▶ _How to complete this task_
Copy out each line of the entries where the word "photograph" is present.

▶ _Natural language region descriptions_
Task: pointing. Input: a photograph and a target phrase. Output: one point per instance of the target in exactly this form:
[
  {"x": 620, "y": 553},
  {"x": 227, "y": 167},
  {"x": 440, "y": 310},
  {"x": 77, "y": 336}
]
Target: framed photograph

▶ _Task output_
Task: pointing. Input: a photograph and a target phrase. Output: one point per instance of the target in exactly this form:
Target: framed photograph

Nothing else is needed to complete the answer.